- [TASK GOAL]
Copy out the neural network for cybersecurity write-up in full, word for word.

Training a Neural Network for Cybersecurity

Inspiration

Working in the cybersecurity field, I build alert pipelines that categorize threats based on predefined conditions. For example, was a certain IoC observed? Were any CrowdStrike policies activated? Neural networks can help us build better threat detection models by weighting model inputs (e.g., a binary variable indicating the presence of an IoC) through a learning process.

The Model

I based my neural network on the “Windows Malwares” dataset available on Kaggle. This repository describes various characteristics of a set of executables flagged as benign or one of six possible attacks. I chose to use the DLLs_Imported.csv file, which enumerates the shared object libraries that each executable links to, for a multi-class classification model.

Notable Features

The first layer is an embedding layer. Embedding layers associate the index of an embedding (a specific DLL) with a vector (in this case, of length 3). Embeddings are typically used in NLP applications to encode semantic information about words.
The model excludes the final softmax layer; PyTorch’s CrossEntropyLoss() operates on logits.

- [LISTED ENTRIES]
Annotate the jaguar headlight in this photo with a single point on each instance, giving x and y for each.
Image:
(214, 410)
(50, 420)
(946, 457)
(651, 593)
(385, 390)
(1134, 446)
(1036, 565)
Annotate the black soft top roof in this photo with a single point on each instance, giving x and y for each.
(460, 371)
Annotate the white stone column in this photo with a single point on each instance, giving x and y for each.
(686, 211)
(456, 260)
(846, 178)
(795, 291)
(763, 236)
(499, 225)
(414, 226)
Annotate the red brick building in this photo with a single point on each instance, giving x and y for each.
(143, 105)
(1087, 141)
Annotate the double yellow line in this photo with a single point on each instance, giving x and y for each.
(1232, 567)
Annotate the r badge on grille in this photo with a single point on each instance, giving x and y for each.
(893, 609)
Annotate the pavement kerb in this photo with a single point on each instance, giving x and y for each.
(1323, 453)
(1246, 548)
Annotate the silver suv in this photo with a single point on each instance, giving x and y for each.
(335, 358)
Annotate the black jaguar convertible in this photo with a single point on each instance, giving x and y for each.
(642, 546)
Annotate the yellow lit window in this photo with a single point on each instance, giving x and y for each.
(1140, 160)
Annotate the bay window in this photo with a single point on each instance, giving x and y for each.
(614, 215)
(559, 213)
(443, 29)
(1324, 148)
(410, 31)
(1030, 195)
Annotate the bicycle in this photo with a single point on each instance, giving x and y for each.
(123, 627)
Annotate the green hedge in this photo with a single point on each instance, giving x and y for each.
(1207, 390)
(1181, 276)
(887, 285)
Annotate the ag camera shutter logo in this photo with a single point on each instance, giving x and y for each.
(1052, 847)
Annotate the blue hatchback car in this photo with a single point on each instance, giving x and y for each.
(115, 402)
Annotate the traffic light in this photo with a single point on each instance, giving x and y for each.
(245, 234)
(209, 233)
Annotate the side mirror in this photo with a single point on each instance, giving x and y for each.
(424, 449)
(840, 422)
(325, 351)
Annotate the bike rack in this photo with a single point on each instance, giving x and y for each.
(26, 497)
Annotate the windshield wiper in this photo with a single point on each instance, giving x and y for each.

- [RESPONSE TO THIS EXERCISE]
Training a Neural Network for Cybersecurity

Inspiration

Working in the cybersecurity field, I build alert pipelines that categorize threats based on predefined conditions. For example, was a certain IoC observed? Were any CrowdStrike policies activated? Neural networks can help us build better threat detection models by weighting model inputs (e.g., a binary variable indicating the presence of an IoC) through a learning process.

The Model

I based my neural network on the “Windows Malwares” dataset available on Kaggle. This repository describes various characteristics of a set of executables flagged as benign or one of six possible attacks. I chose to use the DLLs_Imported.csv file, which enumerates the shared object libraries that each executable links to, for a multi-class classification model.

Notable Features

The first layer is an embedding layer. Embedding layers associate the index of an embedding (a specific DLL) with a vector (in this case, of length 3). Embeddings are typically used in NLP applications to encode semantic information about words.
The model excludes the final softmax layer; PyTorch’s CrossEntropyLoss() operates on logits.